** Goal **
Skip every line before the one containing "Reviewer note: confirm that each instance of the fluorescent", then copy that line and the rest of the entries below exactly, through the last line.

A block of data:

* begin *

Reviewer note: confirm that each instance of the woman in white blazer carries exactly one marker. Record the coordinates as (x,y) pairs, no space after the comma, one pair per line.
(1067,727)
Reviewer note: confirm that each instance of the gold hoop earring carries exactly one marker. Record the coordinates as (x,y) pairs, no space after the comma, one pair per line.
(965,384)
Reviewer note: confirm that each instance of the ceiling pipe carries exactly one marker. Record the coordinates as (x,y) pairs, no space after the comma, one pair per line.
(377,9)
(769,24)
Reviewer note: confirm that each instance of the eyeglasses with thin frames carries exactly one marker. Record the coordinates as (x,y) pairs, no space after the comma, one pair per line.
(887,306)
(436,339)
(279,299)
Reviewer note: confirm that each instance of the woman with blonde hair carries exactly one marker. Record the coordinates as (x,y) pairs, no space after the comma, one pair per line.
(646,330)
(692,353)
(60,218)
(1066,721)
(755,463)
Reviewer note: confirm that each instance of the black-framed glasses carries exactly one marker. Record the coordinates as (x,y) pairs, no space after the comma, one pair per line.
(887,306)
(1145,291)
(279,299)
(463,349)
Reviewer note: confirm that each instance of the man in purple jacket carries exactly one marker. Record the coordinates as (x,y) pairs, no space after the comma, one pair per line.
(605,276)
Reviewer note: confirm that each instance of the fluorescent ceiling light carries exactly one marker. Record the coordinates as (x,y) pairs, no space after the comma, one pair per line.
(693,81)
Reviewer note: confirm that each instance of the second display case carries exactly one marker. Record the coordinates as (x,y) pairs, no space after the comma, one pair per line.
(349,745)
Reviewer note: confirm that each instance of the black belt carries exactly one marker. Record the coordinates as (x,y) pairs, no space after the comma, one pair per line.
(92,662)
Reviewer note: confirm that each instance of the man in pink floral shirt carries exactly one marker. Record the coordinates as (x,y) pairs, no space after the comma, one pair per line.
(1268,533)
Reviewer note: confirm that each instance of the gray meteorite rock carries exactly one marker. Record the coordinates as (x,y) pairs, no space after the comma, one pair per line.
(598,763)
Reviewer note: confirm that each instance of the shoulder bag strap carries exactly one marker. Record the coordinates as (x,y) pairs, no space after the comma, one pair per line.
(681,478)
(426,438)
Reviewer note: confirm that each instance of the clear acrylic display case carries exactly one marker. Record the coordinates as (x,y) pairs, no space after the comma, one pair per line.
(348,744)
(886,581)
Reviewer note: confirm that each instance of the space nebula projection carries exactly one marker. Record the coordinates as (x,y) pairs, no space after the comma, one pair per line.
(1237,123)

* end *

** Written solution **
Reviewer note: confirm that each instance of the fluorescent ceiling light carries exactly one marker. Record the coordinates as (x,y) pairs, no space after the comma, one pair per line.
(693,81)
Reviewer note: confirm that each instance of the second display case carries exactly one marker. Record the coordinates as (x,y) pairs, no space after the comma, one pair per line.
(349,745)
Reviewer note: confirm that each instance of the black belt carries exactly one marker. Record the coordinates as (x,y) pairs, no space after the comma, one pair per line.
(92,662)
Reviewer note: confirm that each instance of the man in pink floral shirt carries exactly one marker. Record the coordinates as (x,y) pairs, no space after the comma, one pair per line.
(1268,533)
Reviewer note: confirm that each instance of the gray meteorite rock carries exactly one marker. Record the coordinates as (x,y) pairs, no space after the comma, one pair per line.
(598,763)
Reviewer note: confirm that each instance of the shoulder bag strap carries exactly one marker. Record the coordinates as (x,y) pairs, no space after the comma, one pair per line.
(681,478)
(426,438)
Reviewer note: confirm that each instance of the clear acrylic display case carries exactly one marker. Record the coordinates as (x,y) pairs, no space after the comma, one pair per line.
(348,744)
(886,581)
Reviewer note: confirm that each instance of the space nebula projection carries exactly one marker. Record the coordinates as (x,y) pairs, no space after the comma, one pair per line.
(1237,123)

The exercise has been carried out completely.